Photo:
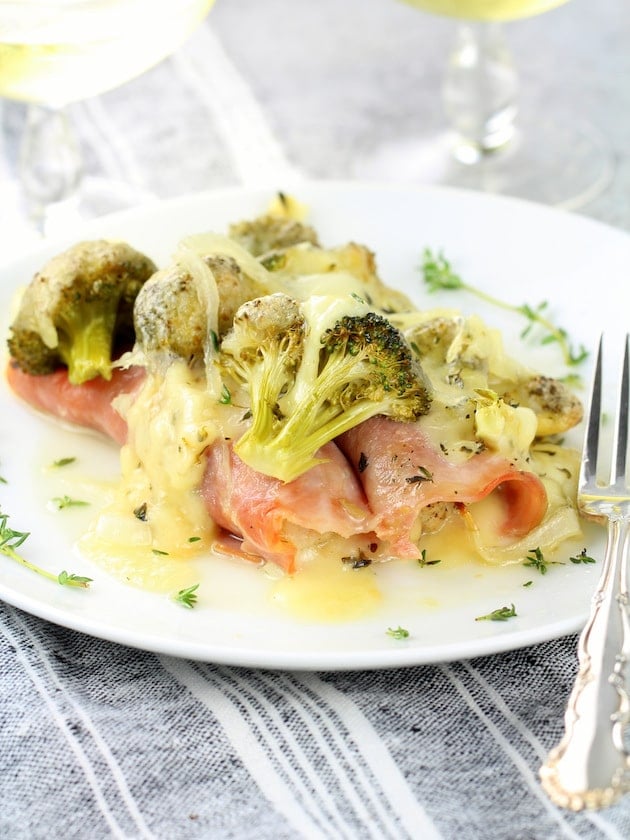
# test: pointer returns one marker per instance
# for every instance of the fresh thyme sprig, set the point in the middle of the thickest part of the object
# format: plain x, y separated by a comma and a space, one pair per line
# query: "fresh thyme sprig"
187, 597
439, 276
398, 633
422, 560
582, 557
10, 540
502, 614
536, 560
63, 462
61, 502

_Task brief_: Write out the records above exactly as they appear, leaving out any pictures.

_Written response_:
Photo:
# test: pointer returns one marker per instance
# for every instance of the fresh thyme sprig, set the point in the middle of the thickest part of the object
# format: plain x, y separated by a comma and a space, one pair per line
# query: "fresh thyme sprig"
187, 597
439, 276
398, 633
422, 560
582, 557
10, 540
502, 614
536, 560
63, 462
61, 502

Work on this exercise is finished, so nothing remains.